* **Exercise task 1**: Reproduce the home automation paper excerpt word for word.

#### Provided passage ####

AUTOMATION AND TELEMATICS FOR ASSISTING PEOPLE LIVING AT HOME
Panu Harmo, Jere Knuuttila, Tapio Taipalus, Jose Vallet, Aarne Halme
Automation Technology Laboratory, Helsinki University of Technology, Konemiehentie 2, 02150 Espoo, Finland. Tel. +358 (0)9 4513313, fax +358 (0)9 4513308, e-mail:
[email protected], http://www.automation.hut.fi/AA/
Abstract: This paper describes a robotic and automation system presently under development for studying home automation and indoor robotic technologies as well as new service scenarios based on these technologies. The system consists of remote users, a home automation server, home automation equipment and home robots. Alarms and data are sent to outside home helpers and caretakers. A remote user connects to the home server from the Internet to interact with the home and the people residing there. A demonstration system is built in a model home, which is open to the public. Copyright © 2005 IFAC Keywords: telematics, telecommunication, robotics, multimedia, remote control, virtual reality
1
INTRODUCTION
The average age of people is rising in most western countries. In the future, there will be proportionally more elderly people than there is now. Greater effort is needed to take care of these persons. Many aged people prefer to live at home rather than to move to institutions. This is also more cost effective. Currently there are plenty of research about smart homes and technology for elderly to live longer at home. Review of these is done by (Stefanov et al. 2004). Usually research is concentrated around one or few technologies, for example around networked cameras observing and measuring events at home (Morioka et al. 2004), (Irie et al. 2004) or around home robot control (Graf et al. 2002). Same tendency is in more commercial solutions, where one company presents its products (FEMINITY, 2004), even using own smart show house. Other approach is houses or apartments where independent gadgets and architectural solutions, that help life of disabled and elderly people, are displayed like (TOIMIVAKOTI,
2004) before. In our approach we integrate many technologies trying to evaluate co-operation of technologies and problems raised from that. We also try to find users’ opinions and needs, witch are often neglected or assumed to be well known. The aim of this study is to develop modern technology solutions, particularly telematics, home automation and home robotics solutions, to assist elderly and disabled persons to live safer and better in their homes. Some of the findings and ideas were implemented in a demonstration system. The demonstration system consists of internet connection, home automation devices and networks, home robots, and user interface devices. We wanted to build the system in a home-like environment to get most realistic results from the tests. For the development work it was also important to get user feedback. Social Services Department of City of Helsinki has two model apartments called “Functional home” (FH) (TOIMIVAKOTI, 2004) for exhibiting living solutions for elderly and disabled people. The place
is open to public. There are three fulltime professional employees to guide the visitors. The apartments are equipped with assistive devices in a cosy atmosphere with appealing furniture and design. In addition to showing the assistive solutions in real environment four larger show rooms are stacked with assistive devices.

#### Given records ####

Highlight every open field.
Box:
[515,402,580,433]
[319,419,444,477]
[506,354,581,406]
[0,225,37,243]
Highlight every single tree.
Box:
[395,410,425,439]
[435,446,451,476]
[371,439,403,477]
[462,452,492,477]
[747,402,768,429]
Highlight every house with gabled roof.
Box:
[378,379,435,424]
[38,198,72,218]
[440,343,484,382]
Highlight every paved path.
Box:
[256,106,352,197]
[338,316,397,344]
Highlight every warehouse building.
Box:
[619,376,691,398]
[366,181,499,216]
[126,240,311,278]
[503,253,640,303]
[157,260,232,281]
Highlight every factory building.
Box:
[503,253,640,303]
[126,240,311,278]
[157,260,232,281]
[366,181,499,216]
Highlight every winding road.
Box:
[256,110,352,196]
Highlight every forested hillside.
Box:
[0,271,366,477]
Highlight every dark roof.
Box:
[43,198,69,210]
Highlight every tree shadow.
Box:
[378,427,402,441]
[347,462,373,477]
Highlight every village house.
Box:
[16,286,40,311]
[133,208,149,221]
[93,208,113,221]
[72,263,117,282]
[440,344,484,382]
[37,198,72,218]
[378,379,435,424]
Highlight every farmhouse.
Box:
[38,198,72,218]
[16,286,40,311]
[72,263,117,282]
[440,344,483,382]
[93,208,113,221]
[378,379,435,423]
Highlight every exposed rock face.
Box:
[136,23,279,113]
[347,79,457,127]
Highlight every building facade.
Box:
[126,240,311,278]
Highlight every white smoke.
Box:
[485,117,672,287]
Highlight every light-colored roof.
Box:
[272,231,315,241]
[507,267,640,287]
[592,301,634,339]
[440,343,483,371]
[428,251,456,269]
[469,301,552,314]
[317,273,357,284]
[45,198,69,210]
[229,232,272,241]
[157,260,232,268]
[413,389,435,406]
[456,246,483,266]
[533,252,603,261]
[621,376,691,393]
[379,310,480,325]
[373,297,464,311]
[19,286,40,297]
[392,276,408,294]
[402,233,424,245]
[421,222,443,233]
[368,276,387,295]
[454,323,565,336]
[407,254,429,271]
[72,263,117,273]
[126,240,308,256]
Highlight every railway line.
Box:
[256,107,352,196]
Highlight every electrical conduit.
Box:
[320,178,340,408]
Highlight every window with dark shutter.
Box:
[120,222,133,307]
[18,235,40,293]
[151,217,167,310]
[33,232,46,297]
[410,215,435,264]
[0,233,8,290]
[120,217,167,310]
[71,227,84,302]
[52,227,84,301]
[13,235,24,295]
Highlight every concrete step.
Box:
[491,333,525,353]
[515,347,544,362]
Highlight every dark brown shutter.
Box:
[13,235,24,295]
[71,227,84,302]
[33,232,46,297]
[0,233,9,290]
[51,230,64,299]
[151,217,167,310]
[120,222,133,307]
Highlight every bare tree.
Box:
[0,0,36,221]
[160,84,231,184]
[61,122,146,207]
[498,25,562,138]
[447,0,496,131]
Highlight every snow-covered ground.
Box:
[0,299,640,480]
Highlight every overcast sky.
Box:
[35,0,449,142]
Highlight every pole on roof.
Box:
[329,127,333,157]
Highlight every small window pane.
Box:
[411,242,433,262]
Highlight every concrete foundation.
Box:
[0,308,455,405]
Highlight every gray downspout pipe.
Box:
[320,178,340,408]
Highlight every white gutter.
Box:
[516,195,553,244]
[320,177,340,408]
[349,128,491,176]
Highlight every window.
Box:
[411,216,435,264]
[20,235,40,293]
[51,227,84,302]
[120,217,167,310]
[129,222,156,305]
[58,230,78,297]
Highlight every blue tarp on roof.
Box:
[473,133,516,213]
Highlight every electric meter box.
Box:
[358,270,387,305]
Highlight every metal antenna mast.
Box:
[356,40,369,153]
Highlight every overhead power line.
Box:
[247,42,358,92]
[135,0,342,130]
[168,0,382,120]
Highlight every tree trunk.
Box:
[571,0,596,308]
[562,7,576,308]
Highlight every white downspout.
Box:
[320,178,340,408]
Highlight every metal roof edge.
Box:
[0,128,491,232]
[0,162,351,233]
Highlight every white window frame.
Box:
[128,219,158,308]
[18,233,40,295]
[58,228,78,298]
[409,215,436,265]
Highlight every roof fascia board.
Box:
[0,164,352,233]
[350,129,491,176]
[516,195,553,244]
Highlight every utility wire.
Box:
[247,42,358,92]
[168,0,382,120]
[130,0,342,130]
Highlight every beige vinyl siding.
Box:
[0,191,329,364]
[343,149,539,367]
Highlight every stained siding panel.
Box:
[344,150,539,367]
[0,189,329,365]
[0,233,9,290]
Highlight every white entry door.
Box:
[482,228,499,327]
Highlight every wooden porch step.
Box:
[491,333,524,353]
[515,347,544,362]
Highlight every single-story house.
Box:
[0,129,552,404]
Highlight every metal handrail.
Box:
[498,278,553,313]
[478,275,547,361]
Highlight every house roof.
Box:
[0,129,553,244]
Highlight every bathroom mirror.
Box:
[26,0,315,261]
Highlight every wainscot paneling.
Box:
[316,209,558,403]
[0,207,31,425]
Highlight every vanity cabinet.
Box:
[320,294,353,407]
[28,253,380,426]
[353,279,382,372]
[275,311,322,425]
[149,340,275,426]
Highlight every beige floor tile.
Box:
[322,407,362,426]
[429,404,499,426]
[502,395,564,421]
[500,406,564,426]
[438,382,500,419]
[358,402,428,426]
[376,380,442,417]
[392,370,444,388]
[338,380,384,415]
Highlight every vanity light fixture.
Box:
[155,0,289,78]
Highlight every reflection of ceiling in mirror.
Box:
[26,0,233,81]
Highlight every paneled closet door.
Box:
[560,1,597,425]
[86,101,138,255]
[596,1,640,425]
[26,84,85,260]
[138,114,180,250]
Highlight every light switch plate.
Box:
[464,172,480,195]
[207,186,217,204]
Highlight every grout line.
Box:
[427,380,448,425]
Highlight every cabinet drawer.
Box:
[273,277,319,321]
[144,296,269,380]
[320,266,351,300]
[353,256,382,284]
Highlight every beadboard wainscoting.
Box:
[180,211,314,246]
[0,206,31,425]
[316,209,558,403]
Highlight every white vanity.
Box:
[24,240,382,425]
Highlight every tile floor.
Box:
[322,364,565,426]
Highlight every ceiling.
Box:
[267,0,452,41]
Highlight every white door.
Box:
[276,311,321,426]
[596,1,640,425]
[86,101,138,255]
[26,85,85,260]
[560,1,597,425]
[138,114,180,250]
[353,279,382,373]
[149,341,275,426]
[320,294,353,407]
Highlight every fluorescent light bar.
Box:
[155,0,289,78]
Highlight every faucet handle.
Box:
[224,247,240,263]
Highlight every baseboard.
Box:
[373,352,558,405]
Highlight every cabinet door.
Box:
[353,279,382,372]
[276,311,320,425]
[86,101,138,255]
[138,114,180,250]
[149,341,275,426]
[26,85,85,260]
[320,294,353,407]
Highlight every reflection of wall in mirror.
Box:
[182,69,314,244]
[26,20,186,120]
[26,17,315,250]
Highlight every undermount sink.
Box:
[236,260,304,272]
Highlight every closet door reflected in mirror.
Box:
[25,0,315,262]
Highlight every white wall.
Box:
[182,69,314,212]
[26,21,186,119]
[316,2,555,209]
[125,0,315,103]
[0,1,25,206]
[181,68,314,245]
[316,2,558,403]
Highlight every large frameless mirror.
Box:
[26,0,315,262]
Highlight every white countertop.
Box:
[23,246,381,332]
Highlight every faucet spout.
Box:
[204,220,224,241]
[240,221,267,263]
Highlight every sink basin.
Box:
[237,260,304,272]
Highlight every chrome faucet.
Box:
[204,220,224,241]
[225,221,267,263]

####

* **Exercise task 2**: In the records, rewrite everything from the line containing "Highlight every closet" down through the end of the records, replacing "Highlight" with "Outline" and leaving all else unchanged. Return only those lines.

* **Final result 1**:
AUTOMATION AND TELEMATICS FOR ASSISTING PEOPLE LIVING AT HOME
Panu Harmo, Jere Knuuttila, Tapio Taipalus, Jose Vallet, Aarne Halme
Automation Technology Laboratory, Helsinki University of Technology, Konemiehentie 2, 02150 Espoo, Finland. Tel. +358 (0)9 4513313, fax +358 (0)9 4513308, e-mail:
[email protected], http://www.automation.hut.fi/AA/
Abstract: This paper describes a robotic and automation system presently under development for studying home automation and indoor robotic technologies as well as new service scenarios based on these technologies. The system consists of remote users, a home automation server, home automation equipment and home robots. Alarms and data are sent to outside home helpers and caretakers. A remote user connects to the home server from the Internet to interact with the home and the people residing there. A demonstration system is built in a model home, which is open to the public. Copyright © 2005 IFAC Keywords: telematics, telecommunication, robotics, multimedia, remote control, virtual reality
1
INTRODUCTION
The average age of people is rising in most western countries. In the future, there will be proportionally more elderly people than there is now. Greater effort is needed to take care of these persons. Many aged people prefer to live at home rather than to move to institutions. This is also more cost effective. Currently there are plenty of research about smart homes and technology for elderly to live longer at home. Review of these is done by (Stefanov et al. 2004). Usually research is concentrated around one or few technologies, for example around networked cameras observing and measuring events at home (Morioka et al. 2004), (Irie et al. 2004) or around home robot control (Graf et al. 2002). Same tendency is in more commercial solutions, where one company presents its products (FEMINITY, 2004), even using own smart show house. Other approach is houses or apartments where independent gadgets and architectural solutions, that help life of disabled and elderly people, are displayed like (TOIMIVAKOTI,
2004) before. In our approach we integrate many technologies trying to evaluate co-operation of technologies and problems raised from that. We also try to find users’ opinions and needs, witch are often neglected or assumed to be well known. The aim of this study is to develop modern technology solutions, particularly telematics, home automation and home robotics solutions, to assist elderly and disabled persons to live safer and better in their homes. Some of the findings and ideas were implemented in a demonstration system. The demonstration system consists of internet connection, home automation devices and networks, home robots, and user interface devices. We wanted to build the system in a home-like environment to get most realistic results from the tests. For the development work it was also important to get user feedback. Social Services Department of City of Helsinki has two model apartments called “Functional home” (FH) (TOIMIVAKOTI, 2004) for exhibiting living solutions for elderly and disabled people. The place
is open to public. There are three fulltime professional employees to guide the visitors. The apartments are equipped with assistive devices in a cosy atmosphere with appealing furniture and design. In addition to showing the assistive solutions in real environment four larger show rooms are stacked with assistive devices.

* **Final result 2**:
Outline every closet door reflected in mirror.
Box:
[25,0,315,262]
Outline every white wall.
Box:
[182,69,314,212]
[26,21,186,119]
[316,2,555,209]
[125,0,315,103]
[0,1,25,206]
[181,68,314,245]
[316,2,558,403]
Outline every large frameless mirror.
Box:
[26,0,315,262]
Outline every white countertop.
Box:
[23,246,381,332]
Outline every faucet spout.
Box:
[204,220,224,241]
[240,221,267,263]
Outline every sink basin.
Box:
[237,260,304,272]
Outline every chrome faucet.
Box:
[204,220,224,241]
[225,221,267,263]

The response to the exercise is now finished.